Ainsi, il m’est revenu à l’esprit cette homélie de saint Jean Chrysostome dans laquelle il met en garde les fidèles du Christ contre une trop grande idolâtrie de l’eucharistie sacramentelle :

« L’autel dont je vous parle est fait des membres mêmes du Christ, et le corps du Christ devient pour toi un autel. Vénère-le : dans la chair, tu y fais le sacrifice au Seigneur. Cet autel est plus terrible que celui qui se dresse en cette Église. Cet autel-ci est auguste, à cause de la victime qui y vient ; celui de l’aumône l’est davantage, parce qu’il est fait de cette victime même. Celui-ci est auguste, parce que, fait en pierres, il est sanctifié par le contact du corps du Christ ; et l’autre, parce qu’il est le corps même du Christ. Il est donc plus vénérable que celui-ci devant lequel, mon frère, tu te trouves. Et toi, tu vénères cet autel-ci, lorsque le corps du Christ y descend. Mais l’autre qui est le corps du Christ, tu le négliges et tu restes indifférent, quand il périt.
Cet autel, tu peux le voir dressé partout, dans les ruelles et sur les places, et, chaque heure, tu peux y faire le sacrifice, car c’est là aussi le lieu des sacrifices. Et comme le prêtre, debout à l’autel, appelle-le Esprit ; de même, toi aussi, tu appelles l’Esprit, comme cette huile répandue en abondance. »

Nous ne manquons pas d’occasion de célébrer l’eucharistie sur l’autel du frère et de la charité. Nous ne manquons pas d’occasion de rencontrer du Roi des rois dans le frère, le pauvre et le prochain. Nous ne manquons pas d’occasion d’être comptés parmi les brebis du Seigneur, mais le faisons-nous ?

Si la fête du Christ-Roi doit nous donner un vrai enseignement eschatologique, c’est bien celui de l’urgence de cette rencontre (à l’extérieur du séminaire comme à l’intérieur). Et si nous avons pu nous égarer, nous dispersés « un jour de nuages et de sombres nuées », que le Bon Pasteur nous ramène vers son troupeau et vers lui pour que nous soyons avec nos frères, et au milieu d’eux, les signes de ce Royaume d’amour et de paix que le Christ inaugure en son mystère pascal et qu’il nous donne en chaque vraie eucharistie.

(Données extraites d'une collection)
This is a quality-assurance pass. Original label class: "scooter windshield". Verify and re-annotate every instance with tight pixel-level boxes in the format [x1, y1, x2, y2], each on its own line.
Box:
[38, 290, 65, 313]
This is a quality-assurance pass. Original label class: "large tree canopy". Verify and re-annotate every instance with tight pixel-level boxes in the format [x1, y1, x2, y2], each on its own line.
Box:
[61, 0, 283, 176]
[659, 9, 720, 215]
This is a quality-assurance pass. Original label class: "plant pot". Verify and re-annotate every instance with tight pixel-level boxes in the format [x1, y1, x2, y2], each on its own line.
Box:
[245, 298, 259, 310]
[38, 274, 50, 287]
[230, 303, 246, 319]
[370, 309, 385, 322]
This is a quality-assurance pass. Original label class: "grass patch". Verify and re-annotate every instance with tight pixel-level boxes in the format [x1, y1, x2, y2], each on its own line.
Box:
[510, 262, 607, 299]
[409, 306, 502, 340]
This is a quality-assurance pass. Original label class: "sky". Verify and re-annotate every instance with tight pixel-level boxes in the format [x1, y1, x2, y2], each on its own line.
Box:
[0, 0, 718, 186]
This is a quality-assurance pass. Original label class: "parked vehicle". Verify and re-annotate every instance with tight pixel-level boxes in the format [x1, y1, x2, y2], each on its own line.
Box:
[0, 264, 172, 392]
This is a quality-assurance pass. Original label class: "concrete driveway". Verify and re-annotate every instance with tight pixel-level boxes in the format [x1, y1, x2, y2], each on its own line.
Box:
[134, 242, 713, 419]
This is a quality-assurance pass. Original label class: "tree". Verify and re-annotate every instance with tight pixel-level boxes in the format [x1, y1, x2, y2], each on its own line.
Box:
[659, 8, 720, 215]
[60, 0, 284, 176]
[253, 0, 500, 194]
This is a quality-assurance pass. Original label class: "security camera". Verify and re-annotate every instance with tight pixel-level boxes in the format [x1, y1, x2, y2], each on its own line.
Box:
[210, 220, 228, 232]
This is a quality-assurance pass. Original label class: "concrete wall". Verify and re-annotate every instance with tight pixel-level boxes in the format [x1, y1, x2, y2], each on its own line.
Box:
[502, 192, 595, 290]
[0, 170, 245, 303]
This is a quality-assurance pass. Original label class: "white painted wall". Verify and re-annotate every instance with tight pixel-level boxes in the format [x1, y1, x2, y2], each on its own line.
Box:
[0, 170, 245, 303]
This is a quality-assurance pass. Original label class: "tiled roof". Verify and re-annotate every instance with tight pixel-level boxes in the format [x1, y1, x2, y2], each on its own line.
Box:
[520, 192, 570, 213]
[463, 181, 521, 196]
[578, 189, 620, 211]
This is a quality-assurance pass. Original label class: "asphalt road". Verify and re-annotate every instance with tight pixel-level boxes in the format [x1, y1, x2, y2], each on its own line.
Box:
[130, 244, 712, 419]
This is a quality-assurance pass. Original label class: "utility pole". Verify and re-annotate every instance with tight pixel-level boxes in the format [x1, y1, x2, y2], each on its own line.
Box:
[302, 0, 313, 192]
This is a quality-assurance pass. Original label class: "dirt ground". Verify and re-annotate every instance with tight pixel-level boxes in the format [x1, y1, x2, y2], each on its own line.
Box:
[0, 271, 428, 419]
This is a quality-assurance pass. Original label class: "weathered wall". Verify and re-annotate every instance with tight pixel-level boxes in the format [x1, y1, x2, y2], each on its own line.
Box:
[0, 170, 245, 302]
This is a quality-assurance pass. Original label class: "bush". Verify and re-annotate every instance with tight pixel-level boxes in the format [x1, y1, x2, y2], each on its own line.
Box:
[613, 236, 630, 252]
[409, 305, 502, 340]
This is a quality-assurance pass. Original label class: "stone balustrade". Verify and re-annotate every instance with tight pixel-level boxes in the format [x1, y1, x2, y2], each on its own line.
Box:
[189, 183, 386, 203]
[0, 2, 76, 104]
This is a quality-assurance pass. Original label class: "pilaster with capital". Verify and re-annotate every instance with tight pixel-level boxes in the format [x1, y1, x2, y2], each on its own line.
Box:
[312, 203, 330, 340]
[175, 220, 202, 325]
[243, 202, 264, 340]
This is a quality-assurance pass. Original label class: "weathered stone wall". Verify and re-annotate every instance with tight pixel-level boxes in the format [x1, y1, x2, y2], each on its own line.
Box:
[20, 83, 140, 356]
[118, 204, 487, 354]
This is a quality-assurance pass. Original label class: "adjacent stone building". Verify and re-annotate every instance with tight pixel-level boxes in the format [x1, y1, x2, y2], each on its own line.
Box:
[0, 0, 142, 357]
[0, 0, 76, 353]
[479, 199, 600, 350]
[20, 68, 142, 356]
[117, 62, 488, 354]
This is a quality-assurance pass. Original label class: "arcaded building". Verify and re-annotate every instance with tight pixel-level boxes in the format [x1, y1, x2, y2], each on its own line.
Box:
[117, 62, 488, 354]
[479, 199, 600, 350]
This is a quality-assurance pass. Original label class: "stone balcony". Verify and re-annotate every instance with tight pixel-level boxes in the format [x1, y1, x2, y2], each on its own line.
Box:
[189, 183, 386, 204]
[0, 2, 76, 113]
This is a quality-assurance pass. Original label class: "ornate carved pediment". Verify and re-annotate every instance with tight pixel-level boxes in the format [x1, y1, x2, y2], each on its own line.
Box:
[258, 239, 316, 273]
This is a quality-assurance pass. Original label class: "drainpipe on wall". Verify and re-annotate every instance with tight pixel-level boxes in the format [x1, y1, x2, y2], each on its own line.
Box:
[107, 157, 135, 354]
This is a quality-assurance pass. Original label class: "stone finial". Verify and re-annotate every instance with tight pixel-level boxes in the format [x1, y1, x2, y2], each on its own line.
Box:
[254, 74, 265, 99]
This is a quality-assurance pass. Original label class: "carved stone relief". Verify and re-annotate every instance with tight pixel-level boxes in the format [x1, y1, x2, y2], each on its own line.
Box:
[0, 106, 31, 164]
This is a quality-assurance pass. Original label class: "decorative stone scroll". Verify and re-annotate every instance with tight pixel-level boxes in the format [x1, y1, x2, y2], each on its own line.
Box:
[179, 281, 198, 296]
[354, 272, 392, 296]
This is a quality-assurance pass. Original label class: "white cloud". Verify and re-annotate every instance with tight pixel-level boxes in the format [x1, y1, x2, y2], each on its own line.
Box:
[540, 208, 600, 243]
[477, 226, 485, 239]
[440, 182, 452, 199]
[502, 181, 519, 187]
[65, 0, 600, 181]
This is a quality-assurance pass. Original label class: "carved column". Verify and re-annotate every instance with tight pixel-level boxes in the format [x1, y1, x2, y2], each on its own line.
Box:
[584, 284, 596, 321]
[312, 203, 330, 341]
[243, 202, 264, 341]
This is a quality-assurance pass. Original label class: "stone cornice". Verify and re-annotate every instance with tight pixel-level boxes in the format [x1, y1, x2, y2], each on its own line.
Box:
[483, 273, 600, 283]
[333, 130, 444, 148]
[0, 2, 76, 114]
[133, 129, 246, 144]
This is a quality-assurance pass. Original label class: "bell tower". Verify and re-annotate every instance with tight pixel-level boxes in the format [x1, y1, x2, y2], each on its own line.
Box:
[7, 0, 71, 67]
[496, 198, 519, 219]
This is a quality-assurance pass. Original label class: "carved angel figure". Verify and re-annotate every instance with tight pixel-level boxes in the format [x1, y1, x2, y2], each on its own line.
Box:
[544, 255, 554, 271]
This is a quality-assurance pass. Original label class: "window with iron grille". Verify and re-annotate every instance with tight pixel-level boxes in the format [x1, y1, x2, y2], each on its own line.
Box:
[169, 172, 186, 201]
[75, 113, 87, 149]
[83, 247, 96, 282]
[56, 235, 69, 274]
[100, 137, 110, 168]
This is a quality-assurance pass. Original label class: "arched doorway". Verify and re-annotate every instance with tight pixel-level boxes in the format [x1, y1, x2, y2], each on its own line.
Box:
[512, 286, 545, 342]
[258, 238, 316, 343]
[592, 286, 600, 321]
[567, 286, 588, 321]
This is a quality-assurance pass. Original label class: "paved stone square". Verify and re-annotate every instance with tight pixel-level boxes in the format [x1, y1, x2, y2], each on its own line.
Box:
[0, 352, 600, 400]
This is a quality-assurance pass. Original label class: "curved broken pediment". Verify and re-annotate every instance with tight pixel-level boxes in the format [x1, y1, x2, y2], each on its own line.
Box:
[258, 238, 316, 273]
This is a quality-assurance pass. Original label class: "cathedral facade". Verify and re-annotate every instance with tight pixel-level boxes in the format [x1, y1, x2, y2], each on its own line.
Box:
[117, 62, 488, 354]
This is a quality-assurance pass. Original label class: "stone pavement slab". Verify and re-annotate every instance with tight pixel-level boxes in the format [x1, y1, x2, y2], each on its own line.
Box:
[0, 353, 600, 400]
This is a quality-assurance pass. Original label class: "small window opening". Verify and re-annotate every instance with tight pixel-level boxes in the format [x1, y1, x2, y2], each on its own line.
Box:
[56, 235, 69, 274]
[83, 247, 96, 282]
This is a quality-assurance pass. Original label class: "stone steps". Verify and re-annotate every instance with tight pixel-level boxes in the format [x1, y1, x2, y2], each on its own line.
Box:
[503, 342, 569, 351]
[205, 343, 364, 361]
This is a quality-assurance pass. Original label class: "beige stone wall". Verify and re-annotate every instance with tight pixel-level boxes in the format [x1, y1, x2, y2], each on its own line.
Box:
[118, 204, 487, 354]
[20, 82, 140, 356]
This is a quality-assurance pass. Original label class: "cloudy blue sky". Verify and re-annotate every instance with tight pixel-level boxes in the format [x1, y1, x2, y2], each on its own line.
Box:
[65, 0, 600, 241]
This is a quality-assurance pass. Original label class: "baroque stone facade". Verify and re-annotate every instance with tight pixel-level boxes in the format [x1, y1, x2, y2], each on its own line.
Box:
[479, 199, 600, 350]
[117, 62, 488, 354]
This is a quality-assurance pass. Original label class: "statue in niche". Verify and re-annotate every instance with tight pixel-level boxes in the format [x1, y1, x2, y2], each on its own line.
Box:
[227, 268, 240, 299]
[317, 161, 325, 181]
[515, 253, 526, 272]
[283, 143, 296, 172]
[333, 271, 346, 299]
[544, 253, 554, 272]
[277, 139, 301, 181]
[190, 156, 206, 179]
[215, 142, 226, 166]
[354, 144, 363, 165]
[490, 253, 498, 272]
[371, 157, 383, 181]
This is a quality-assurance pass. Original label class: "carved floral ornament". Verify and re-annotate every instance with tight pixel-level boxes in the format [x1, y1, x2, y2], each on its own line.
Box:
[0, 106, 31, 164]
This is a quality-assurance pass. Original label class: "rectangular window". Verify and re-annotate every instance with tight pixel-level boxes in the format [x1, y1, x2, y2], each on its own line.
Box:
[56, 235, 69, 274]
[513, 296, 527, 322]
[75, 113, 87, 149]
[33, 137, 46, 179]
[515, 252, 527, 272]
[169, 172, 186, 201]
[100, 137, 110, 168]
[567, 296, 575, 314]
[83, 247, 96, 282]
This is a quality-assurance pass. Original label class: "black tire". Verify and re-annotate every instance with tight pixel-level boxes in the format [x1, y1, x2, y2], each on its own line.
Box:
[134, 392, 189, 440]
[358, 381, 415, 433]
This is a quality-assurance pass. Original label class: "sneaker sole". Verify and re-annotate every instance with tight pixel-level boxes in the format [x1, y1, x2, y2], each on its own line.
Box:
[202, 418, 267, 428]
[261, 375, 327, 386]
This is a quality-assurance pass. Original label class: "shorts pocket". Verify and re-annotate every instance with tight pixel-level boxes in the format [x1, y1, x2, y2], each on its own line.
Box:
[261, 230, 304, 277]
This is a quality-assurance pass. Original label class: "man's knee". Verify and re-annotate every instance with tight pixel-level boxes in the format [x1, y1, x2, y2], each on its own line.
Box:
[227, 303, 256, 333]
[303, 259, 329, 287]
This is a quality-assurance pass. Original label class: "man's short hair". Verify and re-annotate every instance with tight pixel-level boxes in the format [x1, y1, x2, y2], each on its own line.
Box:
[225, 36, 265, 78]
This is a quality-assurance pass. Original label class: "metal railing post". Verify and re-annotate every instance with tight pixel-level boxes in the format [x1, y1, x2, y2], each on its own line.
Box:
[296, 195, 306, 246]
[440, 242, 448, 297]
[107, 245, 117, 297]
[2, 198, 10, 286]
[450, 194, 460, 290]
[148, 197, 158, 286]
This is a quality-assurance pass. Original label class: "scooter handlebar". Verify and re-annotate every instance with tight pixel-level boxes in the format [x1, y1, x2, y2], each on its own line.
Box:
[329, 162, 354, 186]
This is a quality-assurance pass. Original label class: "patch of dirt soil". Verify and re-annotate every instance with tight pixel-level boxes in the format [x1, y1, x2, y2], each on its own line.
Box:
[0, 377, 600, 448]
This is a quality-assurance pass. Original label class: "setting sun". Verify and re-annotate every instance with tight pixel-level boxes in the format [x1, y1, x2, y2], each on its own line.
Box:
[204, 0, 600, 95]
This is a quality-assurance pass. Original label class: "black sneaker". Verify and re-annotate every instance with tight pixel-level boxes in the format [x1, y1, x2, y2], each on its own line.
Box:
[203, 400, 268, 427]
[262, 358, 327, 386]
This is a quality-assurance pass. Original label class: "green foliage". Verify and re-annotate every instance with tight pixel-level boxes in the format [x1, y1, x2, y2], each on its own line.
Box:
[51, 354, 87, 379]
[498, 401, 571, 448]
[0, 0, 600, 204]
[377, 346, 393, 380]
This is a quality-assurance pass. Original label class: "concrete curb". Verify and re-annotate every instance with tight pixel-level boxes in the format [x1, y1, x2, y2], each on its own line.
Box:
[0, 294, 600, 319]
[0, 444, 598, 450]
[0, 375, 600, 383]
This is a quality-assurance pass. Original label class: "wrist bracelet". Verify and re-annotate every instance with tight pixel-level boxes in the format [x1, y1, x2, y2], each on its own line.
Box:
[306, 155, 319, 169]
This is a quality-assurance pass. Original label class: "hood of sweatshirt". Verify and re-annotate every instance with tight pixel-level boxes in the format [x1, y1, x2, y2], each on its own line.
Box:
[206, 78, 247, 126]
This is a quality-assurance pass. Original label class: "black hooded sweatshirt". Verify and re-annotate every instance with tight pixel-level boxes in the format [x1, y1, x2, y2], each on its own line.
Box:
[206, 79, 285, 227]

Exercices à résoudre.
**A.** Dans le texte de la page, en qui peut-on rencontrer le Roi des rois ? Citez tous les termes.
**B.** Quel saint a prononcé l'homélie citée dans le texte de la page ?
**C.** Recopiez le texte de la page à partir des mots « Cet autel, tu » et arrêtez-vous après « mais le faisons-nous ? ».
Ces enregistrements proviennent d'une autre source.

Corrigé.
**A.** Le frère, le pauvre et le prochain.

**B.** Saint Jean Chrysostome.

**C.**
Cet autel, tu peux le voir dressé partout, dans les ruelles et sur les places, et, chaque heure, tu peux y faire le sacrifice, car c’est là aussi le lieu des sacrifices. Et comme le prêtre, debout à l’autel, appelle-le Esprit ; de même, toi aussi, tu appelles l’Esprit, comme cette huile répandue en abondance. »

Nous ne manquons pas d’occasion de célébrer l’eucharistie sur l’autel du frère et de la charité. Nous ne manquons pas d’occasion de rencontrer du Roi des rois dans le frère, le pauvre et le prochain. Nous ne manquons pas d’occasion d’être comptés parmi les brebis du Seigneur, mais le faisons-nous ?